**PROVIDED MATERIAL**
***

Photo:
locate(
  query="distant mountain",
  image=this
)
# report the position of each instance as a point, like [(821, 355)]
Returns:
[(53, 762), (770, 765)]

***

**WRITTEN PROBLEM**
Reproduce every row above verbatim, line by line, with no changes.

**RESULT OF THIS EXERCISE**
Photo:
locate(
  query="distant mountain",
  image=this
)
# report the position of each instance as a point, like [(821, 355)]
Returns:
[(53, 762), (770, 765)]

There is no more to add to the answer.